> Written request: Copy everything from the line containing "Objective — one marker per instance of the woodpile" down to the end of the items, without a single change.
-.-.-
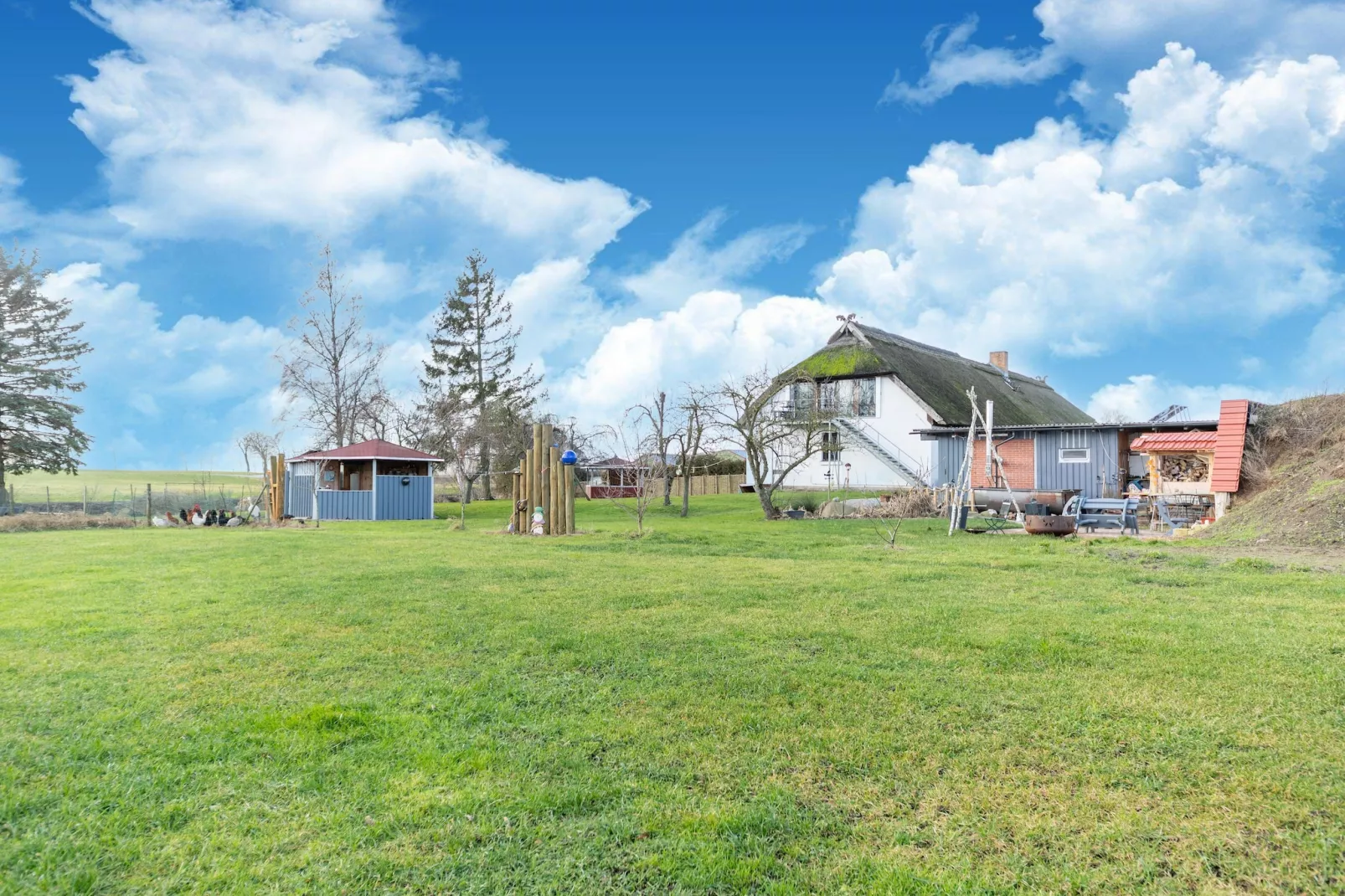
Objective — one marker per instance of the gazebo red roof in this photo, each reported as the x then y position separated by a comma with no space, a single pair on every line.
370,450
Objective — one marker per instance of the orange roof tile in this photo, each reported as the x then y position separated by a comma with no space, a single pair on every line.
1167,443
1232,440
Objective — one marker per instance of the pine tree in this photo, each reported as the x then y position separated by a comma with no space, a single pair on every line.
474,348
38,370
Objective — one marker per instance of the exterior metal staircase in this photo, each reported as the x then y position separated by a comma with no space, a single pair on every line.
896,461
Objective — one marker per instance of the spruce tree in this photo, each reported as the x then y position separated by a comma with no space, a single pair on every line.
474,348
39,366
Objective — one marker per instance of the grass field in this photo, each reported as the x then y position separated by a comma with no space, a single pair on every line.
101,483
727,705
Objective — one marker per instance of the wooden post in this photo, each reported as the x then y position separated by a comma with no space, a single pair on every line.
553,458
528,483
535,471
544,461
569,499
546,499
521,496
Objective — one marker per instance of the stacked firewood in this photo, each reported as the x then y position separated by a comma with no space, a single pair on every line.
1184,468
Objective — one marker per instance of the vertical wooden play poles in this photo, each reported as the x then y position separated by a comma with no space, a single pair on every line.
276,487
544,481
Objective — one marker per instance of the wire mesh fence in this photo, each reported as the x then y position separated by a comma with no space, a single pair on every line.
135,502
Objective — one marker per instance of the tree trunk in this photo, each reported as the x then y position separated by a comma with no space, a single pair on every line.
686,490
486,471
767,505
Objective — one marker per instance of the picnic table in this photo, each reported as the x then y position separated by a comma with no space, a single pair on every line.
1109,512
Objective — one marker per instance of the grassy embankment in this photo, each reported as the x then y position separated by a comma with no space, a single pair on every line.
723,705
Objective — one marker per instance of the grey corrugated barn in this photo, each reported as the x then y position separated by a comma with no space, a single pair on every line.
372,479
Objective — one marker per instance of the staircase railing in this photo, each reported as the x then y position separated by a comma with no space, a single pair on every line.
910,466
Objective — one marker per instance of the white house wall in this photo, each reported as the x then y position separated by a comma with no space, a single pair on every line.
896,420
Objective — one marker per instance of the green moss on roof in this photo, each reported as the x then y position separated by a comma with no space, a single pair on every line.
841,361
940,378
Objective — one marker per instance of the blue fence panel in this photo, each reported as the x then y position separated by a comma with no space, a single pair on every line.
344,505
410,501
299,496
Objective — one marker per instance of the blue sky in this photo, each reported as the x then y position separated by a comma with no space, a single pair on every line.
1133,198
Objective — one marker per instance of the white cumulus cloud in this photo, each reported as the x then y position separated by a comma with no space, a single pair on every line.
300,115
1074,245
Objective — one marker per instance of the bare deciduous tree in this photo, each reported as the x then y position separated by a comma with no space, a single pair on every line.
257,443
332,368
696,415
778,424
634,437
663,432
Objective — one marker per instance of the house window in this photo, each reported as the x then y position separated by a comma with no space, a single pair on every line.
801,397
830,445
827,397
867,397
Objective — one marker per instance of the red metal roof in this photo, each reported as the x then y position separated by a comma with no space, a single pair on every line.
1173,443
1232,437
372,450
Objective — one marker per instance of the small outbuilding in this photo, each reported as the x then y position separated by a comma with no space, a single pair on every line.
372,479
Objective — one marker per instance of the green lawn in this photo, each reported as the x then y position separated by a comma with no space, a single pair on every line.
101,483
727,705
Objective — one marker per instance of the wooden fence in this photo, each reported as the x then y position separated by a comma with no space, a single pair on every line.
723,485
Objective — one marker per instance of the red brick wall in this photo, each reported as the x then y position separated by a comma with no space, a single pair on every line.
1020,463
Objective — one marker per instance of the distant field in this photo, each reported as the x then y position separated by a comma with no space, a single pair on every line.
727,705
102,481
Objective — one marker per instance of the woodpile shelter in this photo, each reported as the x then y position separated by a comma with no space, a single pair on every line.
1178,463
373,479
-.-.-
> Result:
Objective — one marker per instance of the woodpile shelter in this photo, each reported as the x then y position separated by a comma with no space, a single pair on every line.
1178,463
373,479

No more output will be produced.